_Your goal_. Line by line, copy out the data below exactly.

#### Working data

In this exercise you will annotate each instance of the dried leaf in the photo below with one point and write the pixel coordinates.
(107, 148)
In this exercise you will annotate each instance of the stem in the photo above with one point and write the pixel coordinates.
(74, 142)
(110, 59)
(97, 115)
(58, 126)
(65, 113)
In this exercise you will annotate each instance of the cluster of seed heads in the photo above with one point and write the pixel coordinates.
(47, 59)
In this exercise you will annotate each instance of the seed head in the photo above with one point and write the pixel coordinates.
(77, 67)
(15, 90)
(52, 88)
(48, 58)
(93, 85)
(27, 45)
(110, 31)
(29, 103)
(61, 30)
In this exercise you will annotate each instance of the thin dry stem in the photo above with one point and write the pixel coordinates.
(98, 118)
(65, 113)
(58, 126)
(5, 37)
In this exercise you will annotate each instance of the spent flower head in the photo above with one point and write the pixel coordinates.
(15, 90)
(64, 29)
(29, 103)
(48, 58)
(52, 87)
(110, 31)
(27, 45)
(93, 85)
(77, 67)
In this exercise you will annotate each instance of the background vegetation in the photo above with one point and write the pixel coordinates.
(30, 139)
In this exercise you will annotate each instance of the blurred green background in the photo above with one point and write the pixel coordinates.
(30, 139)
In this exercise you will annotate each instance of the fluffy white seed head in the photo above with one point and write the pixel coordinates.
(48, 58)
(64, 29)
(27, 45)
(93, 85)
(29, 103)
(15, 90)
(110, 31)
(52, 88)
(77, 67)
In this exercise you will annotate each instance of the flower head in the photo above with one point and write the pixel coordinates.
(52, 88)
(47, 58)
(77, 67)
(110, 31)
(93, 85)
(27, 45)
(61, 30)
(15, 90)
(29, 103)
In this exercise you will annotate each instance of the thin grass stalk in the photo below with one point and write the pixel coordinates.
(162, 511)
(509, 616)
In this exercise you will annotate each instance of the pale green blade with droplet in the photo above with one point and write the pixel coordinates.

########

_Exercise answer_.
In this exercise you will annotate each instance of the dried leaf in the photo below with one point and write the pixel coordinates.
(107, 148)
In this exercise you will annotate each instance of the stem in the photo above with one point and write the pixel coordinates.
(74, 142)
(110, 59)
(97, 115)
(58, 126)
(65, 113)
In this exercise you will annotate each instance of the cluster of seed heads in the photo above with one point and write the pixel coordinates.
(47, 59)
In this exercise you will annotate each instance of the seed head in the photo above with one point and write the pixel coordinates.
(77, 67)
(15, 90)
(52, 88)
(48, 58)
(93, 85)
(27, 45)
(110, 31)
(29, 103)
(61, 30)
In this exercise you will annotate each instance of the thin dry stem in the photo above with one point and write the pixel coordinates.
(98, 118)
(65, 113)
(58, 126)
(5, 37)
In this exercise you will annotate each instance of the spent flower head in the photo above with one point and write the pixel coordinates.
(15, 90)
(64, 29)
(29, 103)
(48, 58)
(52, 87)
(110, 31)
(27, 45)
(93, 85)
(77, 67)
In this exercise you will annotate each instance of the background vegetation in the photo above with one point and write the pixel coordinates.
(30, 139)
In this exercise you will annotate each instance of the blurred green background in the photo above with one point and write the pixel coordinates.
(30, 139)
In this exercise you will annotate each instance of the fluffy white seed head in the photo above with one point and write the pixel coordinates.
(48, 58)
(64, 29)
(27, 45)
(93, 85)
(29, 103)
(15, 90)
(110, 31)
(52, 88)
(77, 67)
In this exercise you will annotate each instance of the flower head in the photo above with one point and write the pixel coordinates.
(52, 88)
(47, 58)
(77, 67)
(110, 31)
(93, 85)
(27, 45)
(61, 30)
(15, 90)
(29, 103)
In this exercise you will annotate each instance of the thin grass stalk in the photo below with one point and write the pixel coordinates.
(162, 511)
(509, 616)
In this exercise you will annotate each instance of the pale green blade with droplet in the photo above with one point and write the pixel coordinates.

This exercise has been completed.